ISTRUZIONI ESERCIZIO
Indica quante righe qui sotto contengono la stringa "snow", distinguendo tra maiuscole e minuscole. Scrivi solo il numero.
--------------------------------------------------
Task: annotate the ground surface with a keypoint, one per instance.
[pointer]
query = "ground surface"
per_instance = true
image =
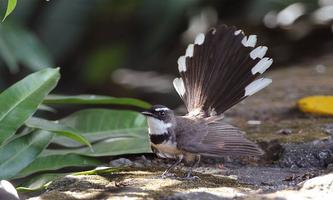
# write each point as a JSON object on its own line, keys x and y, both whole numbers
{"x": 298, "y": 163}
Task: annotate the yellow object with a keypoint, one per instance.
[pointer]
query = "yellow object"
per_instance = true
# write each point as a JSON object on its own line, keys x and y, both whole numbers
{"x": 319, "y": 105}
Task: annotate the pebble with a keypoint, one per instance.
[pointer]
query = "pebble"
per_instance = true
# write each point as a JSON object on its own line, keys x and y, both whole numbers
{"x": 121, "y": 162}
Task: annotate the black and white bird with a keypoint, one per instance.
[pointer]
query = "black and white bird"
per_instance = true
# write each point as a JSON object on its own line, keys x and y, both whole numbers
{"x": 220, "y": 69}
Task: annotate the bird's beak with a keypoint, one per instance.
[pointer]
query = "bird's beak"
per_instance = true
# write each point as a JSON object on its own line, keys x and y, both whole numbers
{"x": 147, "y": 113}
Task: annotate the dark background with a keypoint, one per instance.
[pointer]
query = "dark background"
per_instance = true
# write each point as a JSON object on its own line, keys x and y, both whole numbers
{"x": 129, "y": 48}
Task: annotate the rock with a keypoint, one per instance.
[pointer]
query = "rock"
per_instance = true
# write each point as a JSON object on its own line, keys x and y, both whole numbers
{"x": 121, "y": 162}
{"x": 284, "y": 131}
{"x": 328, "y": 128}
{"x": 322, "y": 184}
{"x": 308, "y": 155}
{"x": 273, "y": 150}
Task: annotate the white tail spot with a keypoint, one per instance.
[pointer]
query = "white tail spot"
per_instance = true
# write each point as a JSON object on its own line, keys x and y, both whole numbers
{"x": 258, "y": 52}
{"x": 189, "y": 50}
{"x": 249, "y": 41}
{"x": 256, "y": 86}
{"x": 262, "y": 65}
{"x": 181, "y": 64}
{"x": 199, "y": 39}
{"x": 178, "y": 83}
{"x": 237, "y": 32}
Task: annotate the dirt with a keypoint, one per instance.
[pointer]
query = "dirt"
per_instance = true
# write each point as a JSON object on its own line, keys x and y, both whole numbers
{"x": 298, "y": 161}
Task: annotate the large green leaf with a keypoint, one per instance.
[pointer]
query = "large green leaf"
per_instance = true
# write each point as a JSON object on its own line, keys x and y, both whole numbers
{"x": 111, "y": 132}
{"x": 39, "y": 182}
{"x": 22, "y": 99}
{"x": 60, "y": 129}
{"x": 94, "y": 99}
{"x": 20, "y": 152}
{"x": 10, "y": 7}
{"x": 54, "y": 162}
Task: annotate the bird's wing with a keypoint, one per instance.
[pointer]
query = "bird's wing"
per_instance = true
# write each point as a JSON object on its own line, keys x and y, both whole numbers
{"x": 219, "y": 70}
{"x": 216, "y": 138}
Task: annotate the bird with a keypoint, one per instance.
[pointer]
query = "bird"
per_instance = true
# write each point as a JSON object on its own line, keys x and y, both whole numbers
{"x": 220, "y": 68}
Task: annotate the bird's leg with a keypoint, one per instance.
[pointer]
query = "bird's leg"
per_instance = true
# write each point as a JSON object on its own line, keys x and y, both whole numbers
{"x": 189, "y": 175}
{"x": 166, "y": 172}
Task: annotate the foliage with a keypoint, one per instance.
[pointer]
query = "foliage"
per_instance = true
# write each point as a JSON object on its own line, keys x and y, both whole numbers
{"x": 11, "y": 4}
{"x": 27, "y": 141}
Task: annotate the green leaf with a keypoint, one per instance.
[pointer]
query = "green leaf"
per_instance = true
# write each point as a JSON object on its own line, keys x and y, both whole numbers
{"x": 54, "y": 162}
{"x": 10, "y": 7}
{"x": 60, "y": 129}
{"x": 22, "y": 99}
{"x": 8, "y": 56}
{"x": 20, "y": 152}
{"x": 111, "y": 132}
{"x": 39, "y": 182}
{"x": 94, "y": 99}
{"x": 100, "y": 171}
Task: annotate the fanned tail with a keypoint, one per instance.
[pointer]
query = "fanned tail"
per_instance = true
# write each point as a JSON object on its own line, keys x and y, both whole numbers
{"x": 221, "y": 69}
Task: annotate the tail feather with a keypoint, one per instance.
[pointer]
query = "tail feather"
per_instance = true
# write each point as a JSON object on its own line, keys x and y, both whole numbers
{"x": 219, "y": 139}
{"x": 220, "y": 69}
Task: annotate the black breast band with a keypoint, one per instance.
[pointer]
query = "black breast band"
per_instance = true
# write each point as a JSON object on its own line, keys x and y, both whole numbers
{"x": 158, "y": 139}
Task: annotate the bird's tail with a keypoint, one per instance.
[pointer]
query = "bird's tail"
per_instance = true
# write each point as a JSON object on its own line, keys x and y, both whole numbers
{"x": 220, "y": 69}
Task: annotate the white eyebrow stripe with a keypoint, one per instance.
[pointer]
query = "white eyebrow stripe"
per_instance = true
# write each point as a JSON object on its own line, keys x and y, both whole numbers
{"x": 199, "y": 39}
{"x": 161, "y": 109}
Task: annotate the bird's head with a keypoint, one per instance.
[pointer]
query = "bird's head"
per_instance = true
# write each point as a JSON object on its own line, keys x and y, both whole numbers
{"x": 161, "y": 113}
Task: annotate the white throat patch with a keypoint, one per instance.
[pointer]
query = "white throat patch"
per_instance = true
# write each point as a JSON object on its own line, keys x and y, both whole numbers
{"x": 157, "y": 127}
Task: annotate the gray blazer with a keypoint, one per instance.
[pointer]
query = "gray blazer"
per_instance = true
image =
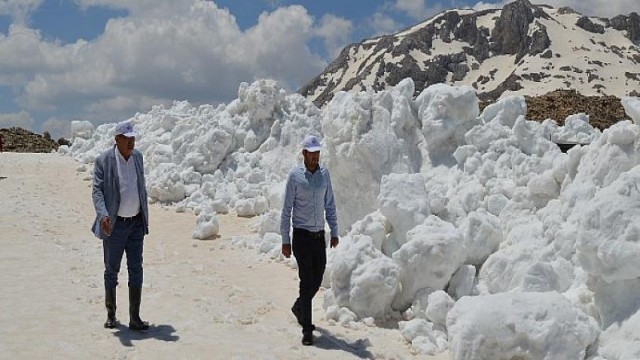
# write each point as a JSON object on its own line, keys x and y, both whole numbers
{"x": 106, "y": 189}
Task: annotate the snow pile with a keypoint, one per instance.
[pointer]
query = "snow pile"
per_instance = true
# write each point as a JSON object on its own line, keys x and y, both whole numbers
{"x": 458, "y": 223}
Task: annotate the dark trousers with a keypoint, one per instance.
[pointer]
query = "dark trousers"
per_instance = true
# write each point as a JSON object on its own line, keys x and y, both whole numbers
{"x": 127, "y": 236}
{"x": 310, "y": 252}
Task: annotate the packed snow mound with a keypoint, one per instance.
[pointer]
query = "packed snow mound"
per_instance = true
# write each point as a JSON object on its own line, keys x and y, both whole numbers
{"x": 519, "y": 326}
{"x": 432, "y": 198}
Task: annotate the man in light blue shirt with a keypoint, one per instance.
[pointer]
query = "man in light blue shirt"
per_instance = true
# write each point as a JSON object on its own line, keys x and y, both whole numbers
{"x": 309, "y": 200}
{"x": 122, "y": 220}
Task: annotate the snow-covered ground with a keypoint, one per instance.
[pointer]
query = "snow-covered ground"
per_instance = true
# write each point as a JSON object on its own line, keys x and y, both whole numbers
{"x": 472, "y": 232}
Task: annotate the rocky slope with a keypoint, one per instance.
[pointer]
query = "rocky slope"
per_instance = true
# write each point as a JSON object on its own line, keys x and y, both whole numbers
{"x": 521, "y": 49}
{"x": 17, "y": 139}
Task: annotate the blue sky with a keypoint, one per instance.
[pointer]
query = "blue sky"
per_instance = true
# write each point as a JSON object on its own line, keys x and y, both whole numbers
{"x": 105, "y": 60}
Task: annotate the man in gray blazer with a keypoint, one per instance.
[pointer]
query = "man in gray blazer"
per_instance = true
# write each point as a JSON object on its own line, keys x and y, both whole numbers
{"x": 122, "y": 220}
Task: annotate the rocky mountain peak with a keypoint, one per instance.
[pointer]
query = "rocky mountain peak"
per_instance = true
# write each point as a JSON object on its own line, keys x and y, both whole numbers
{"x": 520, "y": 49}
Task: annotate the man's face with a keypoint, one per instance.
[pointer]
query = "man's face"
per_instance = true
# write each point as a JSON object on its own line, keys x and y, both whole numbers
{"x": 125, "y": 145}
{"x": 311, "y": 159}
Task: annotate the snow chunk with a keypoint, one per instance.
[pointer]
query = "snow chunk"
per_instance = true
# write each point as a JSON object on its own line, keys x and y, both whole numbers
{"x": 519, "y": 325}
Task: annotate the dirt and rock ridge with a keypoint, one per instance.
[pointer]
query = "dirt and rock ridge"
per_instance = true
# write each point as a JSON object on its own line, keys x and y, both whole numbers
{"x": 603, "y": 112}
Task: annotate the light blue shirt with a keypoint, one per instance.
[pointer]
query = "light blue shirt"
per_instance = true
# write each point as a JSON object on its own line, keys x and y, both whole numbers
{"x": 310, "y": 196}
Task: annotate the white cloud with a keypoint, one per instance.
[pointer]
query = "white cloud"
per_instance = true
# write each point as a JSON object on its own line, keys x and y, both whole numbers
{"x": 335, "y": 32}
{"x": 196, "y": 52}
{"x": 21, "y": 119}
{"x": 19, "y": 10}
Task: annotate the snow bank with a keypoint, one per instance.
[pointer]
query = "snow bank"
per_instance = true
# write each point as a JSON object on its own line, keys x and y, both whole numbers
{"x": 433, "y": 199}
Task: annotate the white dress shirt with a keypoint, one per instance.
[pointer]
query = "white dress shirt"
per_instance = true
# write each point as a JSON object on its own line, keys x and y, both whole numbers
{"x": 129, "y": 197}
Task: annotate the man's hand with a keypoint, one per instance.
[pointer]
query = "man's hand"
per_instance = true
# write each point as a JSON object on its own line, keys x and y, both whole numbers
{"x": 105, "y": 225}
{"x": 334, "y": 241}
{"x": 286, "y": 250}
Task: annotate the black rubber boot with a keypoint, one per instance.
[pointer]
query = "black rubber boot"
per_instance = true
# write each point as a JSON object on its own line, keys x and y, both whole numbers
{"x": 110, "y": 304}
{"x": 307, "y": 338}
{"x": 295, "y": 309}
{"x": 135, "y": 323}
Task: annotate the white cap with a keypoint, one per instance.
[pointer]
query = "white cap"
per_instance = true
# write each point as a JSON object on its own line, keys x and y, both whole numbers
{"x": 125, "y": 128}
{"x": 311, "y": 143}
--------------------------------------------------
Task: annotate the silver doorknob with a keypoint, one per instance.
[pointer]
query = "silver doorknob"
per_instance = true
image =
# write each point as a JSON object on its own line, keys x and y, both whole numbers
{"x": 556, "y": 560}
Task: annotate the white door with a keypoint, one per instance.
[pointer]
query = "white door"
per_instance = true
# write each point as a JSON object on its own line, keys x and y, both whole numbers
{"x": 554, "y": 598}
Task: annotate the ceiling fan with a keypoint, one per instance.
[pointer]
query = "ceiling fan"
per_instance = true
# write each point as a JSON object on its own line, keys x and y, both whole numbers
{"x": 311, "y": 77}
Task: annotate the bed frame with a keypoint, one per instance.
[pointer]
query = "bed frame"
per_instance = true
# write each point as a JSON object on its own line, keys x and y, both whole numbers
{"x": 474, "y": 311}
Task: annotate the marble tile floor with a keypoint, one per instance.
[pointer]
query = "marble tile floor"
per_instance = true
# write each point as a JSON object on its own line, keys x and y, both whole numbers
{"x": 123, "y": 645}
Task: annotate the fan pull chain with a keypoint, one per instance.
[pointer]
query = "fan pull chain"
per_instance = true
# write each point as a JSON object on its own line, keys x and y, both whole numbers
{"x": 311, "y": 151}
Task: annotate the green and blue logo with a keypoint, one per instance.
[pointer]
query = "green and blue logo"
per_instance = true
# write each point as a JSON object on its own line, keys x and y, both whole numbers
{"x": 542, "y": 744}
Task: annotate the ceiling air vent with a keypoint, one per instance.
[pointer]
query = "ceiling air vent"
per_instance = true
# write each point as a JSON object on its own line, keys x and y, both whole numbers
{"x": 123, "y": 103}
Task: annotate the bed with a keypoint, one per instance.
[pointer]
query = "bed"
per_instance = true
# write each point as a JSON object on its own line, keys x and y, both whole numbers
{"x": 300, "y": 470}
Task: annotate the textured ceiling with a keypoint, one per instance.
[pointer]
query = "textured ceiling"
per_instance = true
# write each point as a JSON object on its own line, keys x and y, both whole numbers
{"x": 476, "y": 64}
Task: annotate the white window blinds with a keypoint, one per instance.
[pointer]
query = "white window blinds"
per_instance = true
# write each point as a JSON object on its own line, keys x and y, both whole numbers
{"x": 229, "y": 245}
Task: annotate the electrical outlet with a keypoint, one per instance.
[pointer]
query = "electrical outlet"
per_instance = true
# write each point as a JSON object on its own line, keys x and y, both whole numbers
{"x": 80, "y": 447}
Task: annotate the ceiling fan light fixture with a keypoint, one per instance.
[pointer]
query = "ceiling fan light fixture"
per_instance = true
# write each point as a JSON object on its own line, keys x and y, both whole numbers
--------------------------------------------------
RISULTATO QUI SOTTO
10